Problem details | Leave out the pictures and print precisely the lines from the line with "Question. Indicate a point on each instance of the decorative" to the final line of the entries, both ends included.

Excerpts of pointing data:
↓

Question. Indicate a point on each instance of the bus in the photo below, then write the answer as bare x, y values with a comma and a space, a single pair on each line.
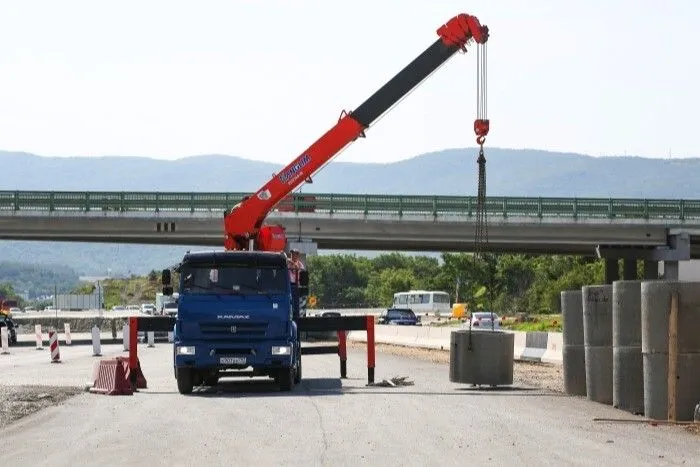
424, 301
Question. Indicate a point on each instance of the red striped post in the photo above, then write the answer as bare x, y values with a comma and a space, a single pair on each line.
343, 353
370, 349
53, 345
133, 348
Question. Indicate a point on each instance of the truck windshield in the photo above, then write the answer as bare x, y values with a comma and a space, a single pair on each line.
233, 279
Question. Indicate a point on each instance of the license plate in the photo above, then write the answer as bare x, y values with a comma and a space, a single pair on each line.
232, 360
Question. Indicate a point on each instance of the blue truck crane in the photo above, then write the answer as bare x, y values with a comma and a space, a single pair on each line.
235, 308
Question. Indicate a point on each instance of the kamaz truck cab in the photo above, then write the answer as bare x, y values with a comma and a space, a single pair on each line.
235, 314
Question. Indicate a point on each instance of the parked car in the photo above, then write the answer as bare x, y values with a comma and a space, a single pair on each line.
11, 329
170, 309
398, 316
482, 320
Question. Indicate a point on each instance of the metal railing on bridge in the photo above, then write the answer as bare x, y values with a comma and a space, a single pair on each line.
396, 205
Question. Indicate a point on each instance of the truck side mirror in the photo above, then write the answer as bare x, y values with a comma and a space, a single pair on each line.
303, 287
165, 279
303, 278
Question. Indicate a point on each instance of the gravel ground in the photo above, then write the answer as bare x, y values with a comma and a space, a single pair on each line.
539, 375
19, 401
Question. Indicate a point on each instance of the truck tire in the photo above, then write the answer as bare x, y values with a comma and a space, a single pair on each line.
211, 379
185, 382
286, 378
297, 374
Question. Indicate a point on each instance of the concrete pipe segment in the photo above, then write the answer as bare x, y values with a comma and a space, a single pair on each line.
573, 349
481, 357
597, 338
628, 372
656, 312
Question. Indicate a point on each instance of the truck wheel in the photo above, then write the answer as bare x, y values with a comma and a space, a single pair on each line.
286, 378
297, 374
185, 382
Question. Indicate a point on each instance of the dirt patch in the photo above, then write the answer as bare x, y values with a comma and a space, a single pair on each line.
540, 375
19, 401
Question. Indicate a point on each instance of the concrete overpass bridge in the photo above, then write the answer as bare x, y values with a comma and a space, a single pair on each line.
631, 229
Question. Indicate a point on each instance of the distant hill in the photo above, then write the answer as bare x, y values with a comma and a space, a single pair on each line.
510, 172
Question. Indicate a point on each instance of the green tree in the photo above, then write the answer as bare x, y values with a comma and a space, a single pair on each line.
382, 286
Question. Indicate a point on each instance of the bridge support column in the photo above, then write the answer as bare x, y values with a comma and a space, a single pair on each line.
306, 247
670, 270
629, 269
612, 270
651, 270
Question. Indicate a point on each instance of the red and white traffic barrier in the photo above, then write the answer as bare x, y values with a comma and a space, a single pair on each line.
96, 350
66, 329
125, 337
4, 341
53, 345
39, 339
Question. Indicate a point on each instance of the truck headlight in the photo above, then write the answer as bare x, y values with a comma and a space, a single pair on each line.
185, 350
281, 350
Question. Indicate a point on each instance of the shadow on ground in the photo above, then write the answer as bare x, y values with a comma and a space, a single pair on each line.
261, 387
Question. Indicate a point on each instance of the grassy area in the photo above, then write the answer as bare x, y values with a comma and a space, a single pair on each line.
132, 291
546, 323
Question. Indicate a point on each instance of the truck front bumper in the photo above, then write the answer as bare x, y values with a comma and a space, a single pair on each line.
273, 354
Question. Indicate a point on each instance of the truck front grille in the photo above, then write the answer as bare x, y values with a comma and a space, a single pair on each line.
247, 330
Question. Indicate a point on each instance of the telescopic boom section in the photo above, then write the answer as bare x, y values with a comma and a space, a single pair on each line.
245, 221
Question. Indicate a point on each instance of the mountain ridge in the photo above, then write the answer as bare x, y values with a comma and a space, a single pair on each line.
451, 171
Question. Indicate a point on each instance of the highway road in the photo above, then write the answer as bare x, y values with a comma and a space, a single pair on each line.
322, 422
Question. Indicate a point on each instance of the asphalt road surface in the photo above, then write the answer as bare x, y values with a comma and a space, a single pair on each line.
322, 422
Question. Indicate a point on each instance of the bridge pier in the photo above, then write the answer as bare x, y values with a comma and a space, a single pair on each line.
651, 270
671, 270
629, 269
612, 270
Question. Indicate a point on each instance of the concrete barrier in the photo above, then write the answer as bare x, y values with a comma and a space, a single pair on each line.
533, 346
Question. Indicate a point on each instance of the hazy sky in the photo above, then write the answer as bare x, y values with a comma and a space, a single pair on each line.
264, 79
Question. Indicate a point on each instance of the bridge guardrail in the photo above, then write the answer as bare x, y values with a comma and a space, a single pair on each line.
397, 205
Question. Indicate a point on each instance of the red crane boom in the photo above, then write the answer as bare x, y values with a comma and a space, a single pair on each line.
243, 225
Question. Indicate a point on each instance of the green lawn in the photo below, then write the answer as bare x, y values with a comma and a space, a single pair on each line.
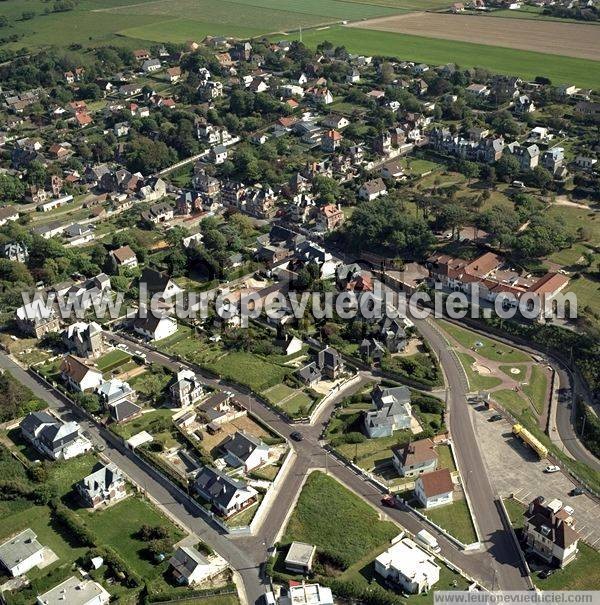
118, 525
337, 521
373, 453
455, 519
524, 64
112, 360
512, 401
491, 349
537, 389
477, 381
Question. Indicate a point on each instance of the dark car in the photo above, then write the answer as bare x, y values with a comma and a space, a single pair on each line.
546, 573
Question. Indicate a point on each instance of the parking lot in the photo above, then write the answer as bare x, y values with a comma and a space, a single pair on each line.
515, 469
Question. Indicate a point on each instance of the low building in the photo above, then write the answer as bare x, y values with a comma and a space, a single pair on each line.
409, 567
37, 319
548, 533
187, 390
74, 591
415, 458
299, 558
189, 567
83, 339
391, 411
246, 451
52, 437
227, 495
104, 485
307, 594
435, 488
21, 553
124, 257
155, 327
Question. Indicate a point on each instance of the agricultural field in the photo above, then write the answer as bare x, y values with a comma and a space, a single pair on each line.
563, 39
182, 20
511, 61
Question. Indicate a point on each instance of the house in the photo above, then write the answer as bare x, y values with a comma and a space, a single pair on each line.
124, 257
391, 411
435, 488
409, 567
371, 190
155, 326
188, 566
415, 458
245, 451
548, 533
158, 284
104, 485
16, 251
50, 436
330, 217
299, 558
218, 154
37, 318
78, 375
83, 339
8, 213
114, 391
392, 170
21, 553
309, 374
124, 410
187, 390
227, 495
330, 363
174, 74
75, 592
307, 594
159, 213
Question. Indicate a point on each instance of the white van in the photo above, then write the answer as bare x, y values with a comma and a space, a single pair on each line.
425, 538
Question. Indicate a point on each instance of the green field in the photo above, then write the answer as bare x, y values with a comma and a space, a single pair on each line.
477, 382
242, 18
490, 349
337, 521
510, 61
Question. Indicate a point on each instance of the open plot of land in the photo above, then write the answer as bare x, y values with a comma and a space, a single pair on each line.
511, 61
337, 521
550, 37
489, 349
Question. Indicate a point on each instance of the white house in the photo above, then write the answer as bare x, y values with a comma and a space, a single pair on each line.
74, 591
189, 567
155, 327
408, 566
21, 553
246, 451
434, 489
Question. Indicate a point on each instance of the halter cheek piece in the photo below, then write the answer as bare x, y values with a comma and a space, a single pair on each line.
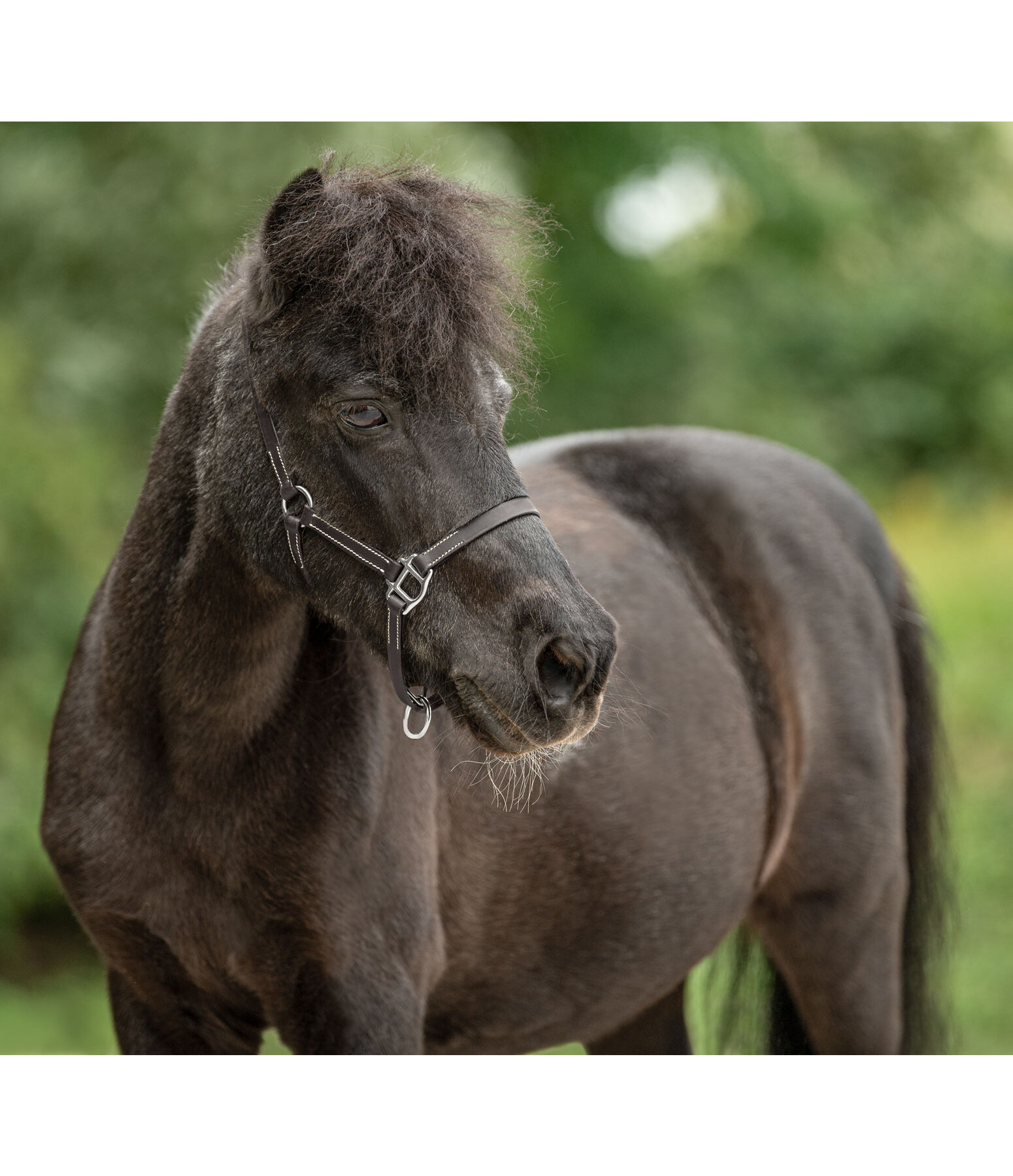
407, 579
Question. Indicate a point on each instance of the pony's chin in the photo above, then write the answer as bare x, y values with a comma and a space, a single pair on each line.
494, 729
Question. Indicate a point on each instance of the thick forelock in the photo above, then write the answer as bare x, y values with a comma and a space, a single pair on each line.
423, 274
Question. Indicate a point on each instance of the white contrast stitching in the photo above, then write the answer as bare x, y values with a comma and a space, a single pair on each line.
345, 547
440, 541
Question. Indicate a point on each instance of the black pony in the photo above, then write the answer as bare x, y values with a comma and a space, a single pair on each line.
232, 805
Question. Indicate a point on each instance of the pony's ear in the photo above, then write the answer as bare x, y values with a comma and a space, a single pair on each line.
280, 241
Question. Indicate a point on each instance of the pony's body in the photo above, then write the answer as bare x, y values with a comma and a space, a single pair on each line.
250, 839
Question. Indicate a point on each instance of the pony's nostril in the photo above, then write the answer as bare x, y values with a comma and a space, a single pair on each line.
561, 672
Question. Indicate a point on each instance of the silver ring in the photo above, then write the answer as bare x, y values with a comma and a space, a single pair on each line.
425, 725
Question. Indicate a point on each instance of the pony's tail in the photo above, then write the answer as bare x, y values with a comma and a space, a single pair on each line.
930, 901
757, 1011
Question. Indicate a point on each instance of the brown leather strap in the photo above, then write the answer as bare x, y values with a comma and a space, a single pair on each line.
488, 520
407, 579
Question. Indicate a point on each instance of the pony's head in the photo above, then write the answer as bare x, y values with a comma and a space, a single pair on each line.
382, 310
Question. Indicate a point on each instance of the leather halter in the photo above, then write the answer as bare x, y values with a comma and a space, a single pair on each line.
407, 578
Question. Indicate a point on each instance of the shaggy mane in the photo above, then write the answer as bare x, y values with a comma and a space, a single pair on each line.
423, 273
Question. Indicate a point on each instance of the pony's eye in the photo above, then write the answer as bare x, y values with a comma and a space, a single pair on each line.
363, 417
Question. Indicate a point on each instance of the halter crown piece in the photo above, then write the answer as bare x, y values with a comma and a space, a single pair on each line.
407, 579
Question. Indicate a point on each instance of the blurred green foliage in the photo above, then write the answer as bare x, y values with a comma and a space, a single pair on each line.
850, 292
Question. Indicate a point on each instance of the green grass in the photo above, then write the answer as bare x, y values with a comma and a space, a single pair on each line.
961, 564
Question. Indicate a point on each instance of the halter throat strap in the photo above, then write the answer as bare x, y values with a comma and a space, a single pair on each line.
407, 579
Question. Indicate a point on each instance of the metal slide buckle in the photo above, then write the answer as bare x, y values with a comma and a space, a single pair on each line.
397, 588
412, 734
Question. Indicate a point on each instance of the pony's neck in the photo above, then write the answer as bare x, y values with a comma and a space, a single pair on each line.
232, 644
203, 647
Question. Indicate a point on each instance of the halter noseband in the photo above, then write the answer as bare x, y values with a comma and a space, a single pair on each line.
407, 579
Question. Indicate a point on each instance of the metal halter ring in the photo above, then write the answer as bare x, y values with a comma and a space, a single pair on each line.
411, 734
305, 494
395, 589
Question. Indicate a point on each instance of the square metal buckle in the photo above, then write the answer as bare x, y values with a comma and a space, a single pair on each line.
398, 589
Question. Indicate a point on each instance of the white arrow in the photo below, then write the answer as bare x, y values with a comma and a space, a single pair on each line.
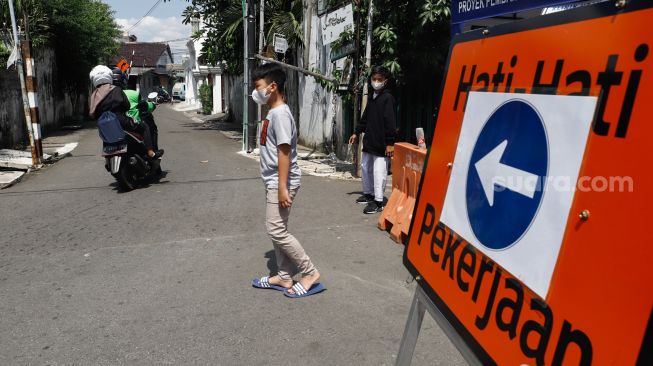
492, 172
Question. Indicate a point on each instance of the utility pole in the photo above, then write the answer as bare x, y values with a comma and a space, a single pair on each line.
32, 88
251, 64
36, 160
309, 28
368, 50
246, 88
261, 38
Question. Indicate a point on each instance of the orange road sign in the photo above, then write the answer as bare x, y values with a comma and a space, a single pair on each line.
530, 233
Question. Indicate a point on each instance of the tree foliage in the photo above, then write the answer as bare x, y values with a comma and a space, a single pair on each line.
222, 28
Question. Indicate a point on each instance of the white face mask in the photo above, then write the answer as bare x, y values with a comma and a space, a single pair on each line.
378, 85
260, 96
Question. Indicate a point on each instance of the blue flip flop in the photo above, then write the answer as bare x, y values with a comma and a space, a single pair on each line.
264, 282
300, 291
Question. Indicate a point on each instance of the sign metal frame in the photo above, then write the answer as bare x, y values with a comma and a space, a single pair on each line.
426, 297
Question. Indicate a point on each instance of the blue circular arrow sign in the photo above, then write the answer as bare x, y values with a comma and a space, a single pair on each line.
506, 175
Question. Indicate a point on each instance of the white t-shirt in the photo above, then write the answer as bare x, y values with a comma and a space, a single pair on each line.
278, 129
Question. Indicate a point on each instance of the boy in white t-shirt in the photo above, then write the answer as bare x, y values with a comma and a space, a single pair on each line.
281, 175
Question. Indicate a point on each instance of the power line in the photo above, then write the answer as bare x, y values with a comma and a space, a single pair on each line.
146, 14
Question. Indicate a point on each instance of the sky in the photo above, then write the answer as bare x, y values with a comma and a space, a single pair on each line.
162, 24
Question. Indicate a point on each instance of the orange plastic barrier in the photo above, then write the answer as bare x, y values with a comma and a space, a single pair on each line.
407, 165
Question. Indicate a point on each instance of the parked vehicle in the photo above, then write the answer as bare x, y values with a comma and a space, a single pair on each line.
126, 156
179, 91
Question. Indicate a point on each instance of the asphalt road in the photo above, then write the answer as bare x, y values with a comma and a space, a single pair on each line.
161, 275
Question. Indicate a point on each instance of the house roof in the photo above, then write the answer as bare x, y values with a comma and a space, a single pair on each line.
145, 54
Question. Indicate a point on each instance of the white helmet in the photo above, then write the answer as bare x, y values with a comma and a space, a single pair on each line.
100, 75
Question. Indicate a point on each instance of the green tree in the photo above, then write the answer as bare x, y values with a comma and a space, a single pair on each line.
223, 28
82, 32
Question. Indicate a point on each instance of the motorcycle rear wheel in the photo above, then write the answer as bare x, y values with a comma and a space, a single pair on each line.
127, 181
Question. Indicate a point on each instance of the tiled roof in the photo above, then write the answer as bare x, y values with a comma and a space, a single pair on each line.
145, 54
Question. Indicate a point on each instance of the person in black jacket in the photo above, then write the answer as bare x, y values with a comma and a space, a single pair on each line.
378, 124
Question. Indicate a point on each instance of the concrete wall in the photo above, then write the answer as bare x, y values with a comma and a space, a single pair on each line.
56, 105
317, 127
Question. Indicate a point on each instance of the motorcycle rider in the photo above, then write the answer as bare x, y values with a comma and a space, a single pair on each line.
107, 96
141, 112
118, 80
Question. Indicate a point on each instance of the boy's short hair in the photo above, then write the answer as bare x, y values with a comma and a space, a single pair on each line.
381, 70
271, 73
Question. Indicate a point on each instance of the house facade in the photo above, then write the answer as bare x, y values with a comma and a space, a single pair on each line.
150, 63
198, 74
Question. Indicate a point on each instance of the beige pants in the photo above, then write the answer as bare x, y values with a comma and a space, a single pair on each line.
290, 254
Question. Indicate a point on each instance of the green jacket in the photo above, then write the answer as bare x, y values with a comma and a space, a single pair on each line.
134, 97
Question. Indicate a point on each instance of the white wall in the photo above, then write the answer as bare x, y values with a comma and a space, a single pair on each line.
315, 103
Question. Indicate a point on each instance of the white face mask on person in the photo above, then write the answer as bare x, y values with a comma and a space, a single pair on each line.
377, 85
261, 96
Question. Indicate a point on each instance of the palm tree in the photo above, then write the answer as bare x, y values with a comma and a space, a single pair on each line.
223, 30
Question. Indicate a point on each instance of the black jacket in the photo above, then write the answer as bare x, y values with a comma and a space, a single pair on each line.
378, 123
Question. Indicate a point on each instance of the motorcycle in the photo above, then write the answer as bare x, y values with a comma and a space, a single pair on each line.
126, 155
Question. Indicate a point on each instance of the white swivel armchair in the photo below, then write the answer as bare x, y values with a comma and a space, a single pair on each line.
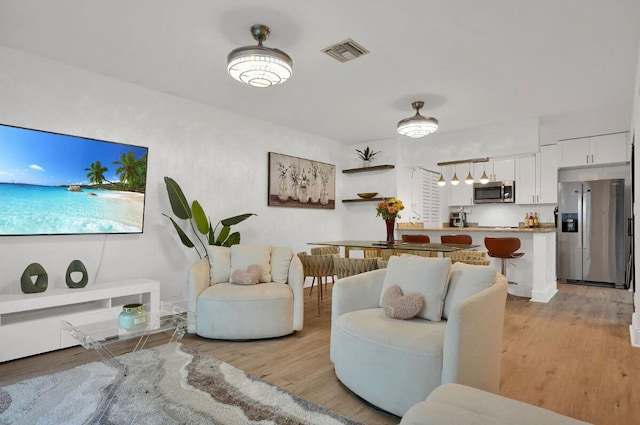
224, 310
456, 337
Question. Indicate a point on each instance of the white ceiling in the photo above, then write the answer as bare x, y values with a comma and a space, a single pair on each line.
473, 62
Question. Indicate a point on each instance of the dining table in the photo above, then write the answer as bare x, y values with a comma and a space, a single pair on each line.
415, 246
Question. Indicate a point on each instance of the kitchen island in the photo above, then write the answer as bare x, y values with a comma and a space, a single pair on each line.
535, 272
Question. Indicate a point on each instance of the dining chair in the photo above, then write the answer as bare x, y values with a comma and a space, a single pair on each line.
318, 267
459, 239
345, 267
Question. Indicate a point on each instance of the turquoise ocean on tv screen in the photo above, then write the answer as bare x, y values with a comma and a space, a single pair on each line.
40, 210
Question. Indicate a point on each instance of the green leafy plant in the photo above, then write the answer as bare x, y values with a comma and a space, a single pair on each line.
199, 222
367, 154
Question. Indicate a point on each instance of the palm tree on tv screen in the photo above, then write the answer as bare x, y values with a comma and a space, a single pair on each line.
132, 170
96, 173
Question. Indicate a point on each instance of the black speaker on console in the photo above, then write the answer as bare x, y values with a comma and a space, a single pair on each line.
77, 266
26, 283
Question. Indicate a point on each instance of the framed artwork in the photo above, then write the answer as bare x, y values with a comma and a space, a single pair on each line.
301, 183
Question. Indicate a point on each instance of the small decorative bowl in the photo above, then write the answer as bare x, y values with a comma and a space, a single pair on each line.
367, 195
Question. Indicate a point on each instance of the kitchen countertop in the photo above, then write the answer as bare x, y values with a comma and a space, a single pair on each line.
484, 229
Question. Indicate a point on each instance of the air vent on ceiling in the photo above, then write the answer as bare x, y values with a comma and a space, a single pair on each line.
345, 50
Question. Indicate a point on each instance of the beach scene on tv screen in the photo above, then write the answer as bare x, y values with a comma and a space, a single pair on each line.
60, 184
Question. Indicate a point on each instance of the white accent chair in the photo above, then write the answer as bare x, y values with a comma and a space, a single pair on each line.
457, 337
459, 404
223, 310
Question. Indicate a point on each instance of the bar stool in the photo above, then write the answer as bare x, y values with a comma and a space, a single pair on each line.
416, 238
503, 248
459, 239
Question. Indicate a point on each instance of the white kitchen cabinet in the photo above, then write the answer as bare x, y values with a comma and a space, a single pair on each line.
537, 177
526, 187
501, 170
462, 193
596, 150
547, 175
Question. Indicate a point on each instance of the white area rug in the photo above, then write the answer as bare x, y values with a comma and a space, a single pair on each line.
187, 389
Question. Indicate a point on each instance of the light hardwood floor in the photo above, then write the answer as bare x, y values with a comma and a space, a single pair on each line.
571, 355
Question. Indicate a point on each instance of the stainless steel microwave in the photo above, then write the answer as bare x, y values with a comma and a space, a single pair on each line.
494, 192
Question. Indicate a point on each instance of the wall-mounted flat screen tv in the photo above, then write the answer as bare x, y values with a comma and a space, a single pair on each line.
58, 184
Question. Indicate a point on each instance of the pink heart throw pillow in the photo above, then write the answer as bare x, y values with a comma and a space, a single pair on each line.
251, 276
399, 306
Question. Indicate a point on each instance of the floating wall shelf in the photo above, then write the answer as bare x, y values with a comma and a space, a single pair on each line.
364, 200
372, 168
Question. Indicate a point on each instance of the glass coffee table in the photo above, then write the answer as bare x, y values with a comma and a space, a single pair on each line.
101, 331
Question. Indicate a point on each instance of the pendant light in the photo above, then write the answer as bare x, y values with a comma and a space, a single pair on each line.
469, 179
454, 179
441, 180
484, 179
417, 126
259, 66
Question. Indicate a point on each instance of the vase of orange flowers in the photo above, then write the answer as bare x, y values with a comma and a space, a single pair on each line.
389, 210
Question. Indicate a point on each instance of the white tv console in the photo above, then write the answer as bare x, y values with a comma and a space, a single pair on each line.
31, 323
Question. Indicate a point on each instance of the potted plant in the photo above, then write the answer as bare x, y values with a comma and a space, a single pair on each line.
200, 223
366, 156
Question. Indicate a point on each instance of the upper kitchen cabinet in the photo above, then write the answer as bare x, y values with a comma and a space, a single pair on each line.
537, 177
596, 150
499, 170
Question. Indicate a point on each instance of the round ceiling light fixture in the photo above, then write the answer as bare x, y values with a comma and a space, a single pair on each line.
417, 126
259, 66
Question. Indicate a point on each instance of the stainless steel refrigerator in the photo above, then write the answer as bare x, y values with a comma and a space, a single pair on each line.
591, 232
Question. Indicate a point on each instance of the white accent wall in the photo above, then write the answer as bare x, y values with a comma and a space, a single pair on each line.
217, 157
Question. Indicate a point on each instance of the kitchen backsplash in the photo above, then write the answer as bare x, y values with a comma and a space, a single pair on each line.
506, 215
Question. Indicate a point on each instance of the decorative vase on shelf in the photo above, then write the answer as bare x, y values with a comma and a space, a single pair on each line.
391, 227
132, 316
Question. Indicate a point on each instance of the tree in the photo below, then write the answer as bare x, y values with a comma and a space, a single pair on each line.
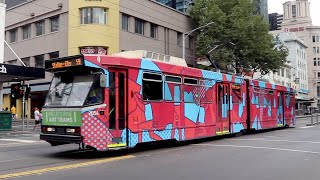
237, 21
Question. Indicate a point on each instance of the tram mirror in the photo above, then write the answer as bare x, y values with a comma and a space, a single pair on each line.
103, 80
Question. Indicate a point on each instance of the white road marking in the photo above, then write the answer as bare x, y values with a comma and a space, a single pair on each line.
259, 147
10, 160
276, 140
19, 140
306, 127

↑

Task output |
Question. Indicate a point on each instance of the decorative vase on shelf in the photo above, then write the answer as bare x, y values with a comma and a space, a single pair on each line.
391, 227
132, 316
Question. Indicate a point on each instance of the tree in the photo below, then write the answer as bare x, y values with a comma and a space, a single pair on each line.
237, 21
Question. Indicate a point on each instance of the tram mirror in the photo above, then write the answer as bare x, y values with a comma and a space, a single pair on each line.
103, 80
Question. Indicate a point on each instance of the white road marking in the photo above, then write the answer as bare x, y values with a comma and a space, a single pair on each line.
259, 147
10, 160
276, 140
19, 140
306, 127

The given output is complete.